Task requirements:
Copy the lines of the entries exactly, from the opening one to the one holding "Provide the location of each instance of the leather", and leave out everything after.
Segment Start: Data for this exercise
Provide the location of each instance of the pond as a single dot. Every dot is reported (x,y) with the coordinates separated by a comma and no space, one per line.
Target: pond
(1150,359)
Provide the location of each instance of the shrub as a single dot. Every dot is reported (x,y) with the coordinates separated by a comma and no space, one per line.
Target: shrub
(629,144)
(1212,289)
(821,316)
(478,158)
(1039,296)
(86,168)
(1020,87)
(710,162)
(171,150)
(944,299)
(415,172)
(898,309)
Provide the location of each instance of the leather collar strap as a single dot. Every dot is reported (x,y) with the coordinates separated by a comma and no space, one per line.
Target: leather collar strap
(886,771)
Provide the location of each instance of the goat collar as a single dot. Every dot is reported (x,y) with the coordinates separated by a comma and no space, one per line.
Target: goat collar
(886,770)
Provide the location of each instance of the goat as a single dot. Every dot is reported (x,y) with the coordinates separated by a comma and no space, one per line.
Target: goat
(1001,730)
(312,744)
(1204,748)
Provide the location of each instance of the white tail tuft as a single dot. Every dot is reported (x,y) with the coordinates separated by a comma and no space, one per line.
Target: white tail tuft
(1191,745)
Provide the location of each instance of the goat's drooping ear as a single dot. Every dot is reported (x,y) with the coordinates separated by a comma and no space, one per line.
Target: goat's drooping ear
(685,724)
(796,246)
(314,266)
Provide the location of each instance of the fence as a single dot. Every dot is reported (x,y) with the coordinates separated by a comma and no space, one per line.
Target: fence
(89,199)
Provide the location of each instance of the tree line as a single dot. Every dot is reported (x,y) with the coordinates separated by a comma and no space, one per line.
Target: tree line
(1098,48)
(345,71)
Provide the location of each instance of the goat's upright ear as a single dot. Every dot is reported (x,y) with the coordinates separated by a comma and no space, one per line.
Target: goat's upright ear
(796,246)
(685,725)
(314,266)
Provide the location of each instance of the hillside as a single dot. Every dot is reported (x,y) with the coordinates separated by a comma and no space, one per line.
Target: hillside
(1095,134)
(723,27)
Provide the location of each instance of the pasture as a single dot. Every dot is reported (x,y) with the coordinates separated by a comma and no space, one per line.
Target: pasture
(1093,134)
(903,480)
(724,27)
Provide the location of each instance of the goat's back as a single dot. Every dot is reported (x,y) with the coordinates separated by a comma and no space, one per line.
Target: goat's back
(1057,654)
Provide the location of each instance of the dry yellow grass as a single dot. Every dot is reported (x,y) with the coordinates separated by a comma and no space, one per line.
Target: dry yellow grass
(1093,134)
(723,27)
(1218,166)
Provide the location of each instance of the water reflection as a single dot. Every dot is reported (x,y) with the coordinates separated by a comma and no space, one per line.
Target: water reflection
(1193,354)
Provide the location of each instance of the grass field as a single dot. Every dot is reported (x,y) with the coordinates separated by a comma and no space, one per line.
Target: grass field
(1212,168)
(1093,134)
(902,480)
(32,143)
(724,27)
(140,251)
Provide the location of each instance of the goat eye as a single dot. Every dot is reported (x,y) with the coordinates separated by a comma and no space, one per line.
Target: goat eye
Segment End: Data for this exercise
Answer for the task:
Provide the location of each instance of the pond as a single dot. Every dot is reported (x,y) with the coordinates separated by a comma and no space, one per line.
Target: pond
(1150,359)
Provide the location of each instance of the shrub as a single dot. Every dot is reported (x,y) with the coordinates separated by a comma and no space, one per line.
Target: shrub
(629,144)
(1212,289)
(821,316)
(478,158)
(1039,296)
(86,168)
(1020,87)
(710,162)
(171,150)
(944,299)
(415,172)
(898,309)
Provide the location of each instance of the leather collar strap as a single dot. Every dot is reported (x,y) with the coordinates separated by a comma and no space, one per line.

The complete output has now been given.